The task: Output as a JSON list of strings, one string per line and with blank lines omitted, the part of the items below that opens with the line containing "Q: For every instance of the black" and closes with the line containing "[(219, 222)]", both lines included.

Records:
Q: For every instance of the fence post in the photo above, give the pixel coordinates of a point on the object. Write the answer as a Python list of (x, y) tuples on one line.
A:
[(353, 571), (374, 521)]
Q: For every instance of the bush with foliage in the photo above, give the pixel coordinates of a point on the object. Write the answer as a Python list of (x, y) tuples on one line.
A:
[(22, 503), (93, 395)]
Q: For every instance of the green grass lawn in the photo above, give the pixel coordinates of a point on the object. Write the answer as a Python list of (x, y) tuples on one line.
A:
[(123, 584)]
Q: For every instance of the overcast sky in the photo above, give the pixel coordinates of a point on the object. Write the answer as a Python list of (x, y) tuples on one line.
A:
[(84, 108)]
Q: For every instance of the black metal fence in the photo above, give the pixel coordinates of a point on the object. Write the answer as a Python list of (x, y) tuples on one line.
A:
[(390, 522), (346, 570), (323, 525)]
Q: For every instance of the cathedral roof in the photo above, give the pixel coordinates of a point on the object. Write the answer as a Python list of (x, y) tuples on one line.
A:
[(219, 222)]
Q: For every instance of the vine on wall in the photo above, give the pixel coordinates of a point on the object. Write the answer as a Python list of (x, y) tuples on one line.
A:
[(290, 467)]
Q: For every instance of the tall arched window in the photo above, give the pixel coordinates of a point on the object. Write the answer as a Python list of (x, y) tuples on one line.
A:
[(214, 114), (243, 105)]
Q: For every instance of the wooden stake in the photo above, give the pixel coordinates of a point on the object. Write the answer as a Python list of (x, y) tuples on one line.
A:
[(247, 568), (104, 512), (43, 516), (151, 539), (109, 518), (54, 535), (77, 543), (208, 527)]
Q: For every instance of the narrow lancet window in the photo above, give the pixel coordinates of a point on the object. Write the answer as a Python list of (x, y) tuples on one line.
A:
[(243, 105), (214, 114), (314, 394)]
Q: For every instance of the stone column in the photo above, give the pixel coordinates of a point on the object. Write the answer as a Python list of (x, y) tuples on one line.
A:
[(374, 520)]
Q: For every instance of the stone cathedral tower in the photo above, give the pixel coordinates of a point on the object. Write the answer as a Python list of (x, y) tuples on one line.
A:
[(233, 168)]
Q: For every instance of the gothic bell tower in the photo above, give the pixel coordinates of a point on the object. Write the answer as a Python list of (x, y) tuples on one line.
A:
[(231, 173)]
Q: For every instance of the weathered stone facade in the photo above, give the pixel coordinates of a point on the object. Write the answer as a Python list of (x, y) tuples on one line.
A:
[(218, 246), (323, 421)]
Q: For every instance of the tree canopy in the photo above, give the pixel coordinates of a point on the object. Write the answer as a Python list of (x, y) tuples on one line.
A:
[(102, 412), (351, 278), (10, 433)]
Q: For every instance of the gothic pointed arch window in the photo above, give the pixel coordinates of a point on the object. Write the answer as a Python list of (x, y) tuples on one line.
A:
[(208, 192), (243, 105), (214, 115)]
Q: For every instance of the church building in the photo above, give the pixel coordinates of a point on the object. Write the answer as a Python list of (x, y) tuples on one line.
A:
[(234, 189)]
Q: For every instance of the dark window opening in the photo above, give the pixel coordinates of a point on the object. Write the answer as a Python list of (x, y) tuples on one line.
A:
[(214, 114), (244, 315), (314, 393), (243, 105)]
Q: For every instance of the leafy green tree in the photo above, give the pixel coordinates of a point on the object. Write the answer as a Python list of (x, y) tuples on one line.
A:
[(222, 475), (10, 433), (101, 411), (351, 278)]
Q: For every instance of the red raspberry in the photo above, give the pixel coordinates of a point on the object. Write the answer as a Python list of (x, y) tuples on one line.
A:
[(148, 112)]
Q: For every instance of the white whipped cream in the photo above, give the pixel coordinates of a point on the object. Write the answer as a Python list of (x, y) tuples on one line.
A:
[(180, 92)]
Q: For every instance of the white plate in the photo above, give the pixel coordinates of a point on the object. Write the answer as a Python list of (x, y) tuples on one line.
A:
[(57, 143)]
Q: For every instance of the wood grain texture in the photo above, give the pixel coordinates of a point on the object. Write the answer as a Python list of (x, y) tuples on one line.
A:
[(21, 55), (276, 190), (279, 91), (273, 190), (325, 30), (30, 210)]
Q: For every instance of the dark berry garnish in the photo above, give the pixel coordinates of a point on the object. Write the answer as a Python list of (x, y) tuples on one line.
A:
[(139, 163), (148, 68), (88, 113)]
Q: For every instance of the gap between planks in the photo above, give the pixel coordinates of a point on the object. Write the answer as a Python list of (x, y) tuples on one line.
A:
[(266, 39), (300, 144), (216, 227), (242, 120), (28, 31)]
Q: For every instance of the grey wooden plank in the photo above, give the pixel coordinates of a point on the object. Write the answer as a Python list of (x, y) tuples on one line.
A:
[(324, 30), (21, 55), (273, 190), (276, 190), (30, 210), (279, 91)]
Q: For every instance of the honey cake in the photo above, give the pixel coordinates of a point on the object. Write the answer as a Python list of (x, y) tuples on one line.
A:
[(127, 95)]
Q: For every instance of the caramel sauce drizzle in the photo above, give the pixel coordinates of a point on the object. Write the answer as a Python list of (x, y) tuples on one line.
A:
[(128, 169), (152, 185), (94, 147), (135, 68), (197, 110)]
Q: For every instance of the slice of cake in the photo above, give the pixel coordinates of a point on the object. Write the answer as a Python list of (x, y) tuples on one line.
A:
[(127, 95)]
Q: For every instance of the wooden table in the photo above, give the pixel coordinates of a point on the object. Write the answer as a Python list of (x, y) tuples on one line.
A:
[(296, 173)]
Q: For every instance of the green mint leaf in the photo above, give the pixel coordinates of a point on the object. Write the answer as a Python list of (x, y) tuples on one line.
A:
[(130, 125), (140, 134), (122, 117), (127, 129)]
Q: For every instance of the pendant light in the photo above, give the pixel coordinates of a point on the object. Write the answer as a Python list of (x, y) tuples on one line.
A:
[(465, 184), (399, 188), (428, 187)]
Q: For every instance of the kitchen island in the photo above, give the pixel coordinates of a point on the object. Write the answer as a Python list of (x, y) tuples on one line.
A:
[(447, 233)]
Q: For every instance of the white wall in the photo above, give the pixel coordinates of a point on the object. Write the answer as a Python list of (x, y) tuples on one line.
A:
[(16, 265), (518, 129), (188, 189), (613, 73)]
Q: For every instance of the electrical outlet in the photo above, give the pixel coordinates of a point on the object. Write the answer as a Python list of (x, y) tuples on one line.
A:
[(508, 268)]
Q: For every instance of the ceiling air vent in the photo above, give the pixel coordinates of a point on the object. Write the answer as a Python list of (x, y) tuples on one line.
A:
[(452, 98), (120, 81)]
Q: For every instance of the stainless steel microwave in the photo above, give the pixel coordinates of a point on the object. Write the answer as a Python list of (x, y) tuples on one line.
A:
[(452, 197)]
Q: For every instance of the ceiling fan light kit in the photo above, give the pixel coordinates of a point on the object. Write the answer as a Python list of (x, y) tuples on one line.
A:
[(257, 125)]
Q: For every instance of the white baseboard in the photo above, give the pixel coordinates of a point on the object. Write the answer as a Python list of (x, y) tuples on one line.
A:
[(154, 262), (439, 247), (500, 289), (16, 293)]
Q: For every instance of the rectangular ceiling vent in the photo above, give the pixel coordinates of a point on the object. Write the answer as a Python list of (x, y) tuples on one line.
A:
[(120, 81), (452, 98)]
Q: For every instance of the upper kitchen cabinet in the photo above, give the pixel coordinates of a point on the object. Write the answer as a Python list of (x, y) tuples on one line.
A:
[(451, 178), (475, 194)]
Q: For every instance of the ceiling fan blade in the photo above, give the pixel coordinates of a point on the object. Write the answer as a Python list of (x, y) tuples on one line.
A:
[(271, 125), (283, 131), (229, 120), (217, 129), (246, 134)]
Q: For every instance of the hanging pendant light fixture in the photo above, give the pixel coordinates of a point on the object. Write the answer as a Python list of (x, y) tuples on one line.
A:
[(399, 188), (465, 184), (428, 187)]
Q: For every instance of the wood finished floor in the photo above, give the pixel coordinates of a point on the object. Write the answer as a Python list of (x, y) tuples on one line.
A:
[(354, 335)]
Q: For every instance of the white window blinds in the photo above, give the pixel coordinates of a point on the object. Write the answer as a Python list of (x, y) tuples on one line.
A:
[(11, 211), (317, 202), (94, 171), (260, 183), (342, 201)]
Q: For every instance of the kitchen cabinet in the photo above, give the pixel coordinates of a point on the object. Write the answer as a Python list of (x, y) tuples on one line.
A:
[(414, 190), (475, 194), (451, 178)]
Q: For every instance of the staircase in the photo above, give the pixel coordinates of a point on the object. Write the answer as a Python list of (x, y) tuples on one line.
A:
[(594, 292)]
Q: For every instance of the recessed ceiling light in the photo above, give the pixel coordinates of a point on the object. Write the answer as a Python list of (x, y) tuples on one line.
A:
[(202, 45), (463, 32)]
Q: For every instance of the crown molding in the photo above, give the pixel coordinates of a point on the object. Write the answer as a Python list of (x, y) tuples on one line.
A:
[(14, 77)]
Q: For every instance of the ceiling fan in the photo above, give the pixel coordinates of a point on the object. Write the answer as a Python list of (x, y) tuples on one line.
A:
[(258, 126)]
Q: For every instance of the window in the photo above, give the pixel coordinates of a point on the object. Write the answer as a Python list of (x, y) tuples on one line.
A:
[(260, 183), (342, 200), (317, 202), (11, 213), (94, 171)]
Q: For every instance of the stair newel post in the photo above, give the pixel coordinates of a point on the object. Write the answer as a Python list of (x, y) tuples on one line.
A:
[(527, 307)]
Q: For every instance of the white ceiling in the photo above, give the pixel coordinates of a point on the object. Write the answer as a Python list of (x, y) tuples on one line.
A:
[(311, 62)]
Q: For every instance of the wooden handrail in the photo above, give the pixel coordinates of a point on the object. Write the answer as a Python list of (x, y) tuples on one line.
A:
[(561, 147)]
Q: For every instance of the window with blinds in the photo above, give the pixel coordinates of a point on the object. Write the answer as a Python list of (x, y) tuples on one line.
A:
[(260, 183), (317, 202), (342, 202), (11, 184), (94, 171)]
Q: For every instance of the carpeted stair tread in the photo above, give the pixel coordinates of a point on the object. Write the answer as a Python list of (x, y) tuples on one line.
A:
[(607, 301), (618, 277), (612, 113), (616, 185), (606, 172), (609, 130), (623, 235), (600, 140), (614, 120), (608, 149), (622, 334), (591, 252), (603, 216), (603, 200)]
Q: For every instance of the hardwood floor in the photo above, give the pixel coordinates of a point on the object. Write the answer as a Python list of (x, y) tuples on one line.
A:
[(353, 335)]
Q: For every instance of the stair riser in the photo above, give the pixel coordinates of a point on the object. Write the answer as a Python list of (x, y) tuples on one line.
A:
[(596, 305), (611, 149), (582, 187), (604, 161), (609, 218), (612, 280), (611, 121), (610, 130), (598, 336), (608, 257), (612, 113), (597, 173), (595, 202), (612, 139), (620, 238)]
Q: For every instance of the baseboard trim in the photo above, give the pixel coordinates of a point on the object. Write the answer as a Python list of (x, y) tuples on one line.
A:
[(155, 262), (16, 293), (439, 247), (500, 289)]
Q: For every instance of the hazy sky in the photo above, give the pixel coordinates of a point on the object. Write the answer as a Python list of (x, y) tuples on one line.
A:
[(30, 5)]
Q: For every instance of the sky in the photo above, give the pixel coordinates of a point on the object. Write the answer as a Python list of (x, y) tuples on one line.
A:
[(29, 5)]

Expected answer:
[
  "Q: For every instance of the black metal fence in the photo above, give the pixel coordinates of a point on the object. Write the answer as a Python list of (x, y) tuples on one line.",
  "A:",
  "[(390, 522), (346, 570), (323, 525)]",
  "Q: For every instance of the cathedral roof in the photo above, give the pixel coordinates of a point on the object. Write the answer as a Python list of (x, y) tuples on one line.",
  "A:",
  "[(219, 222)]"
]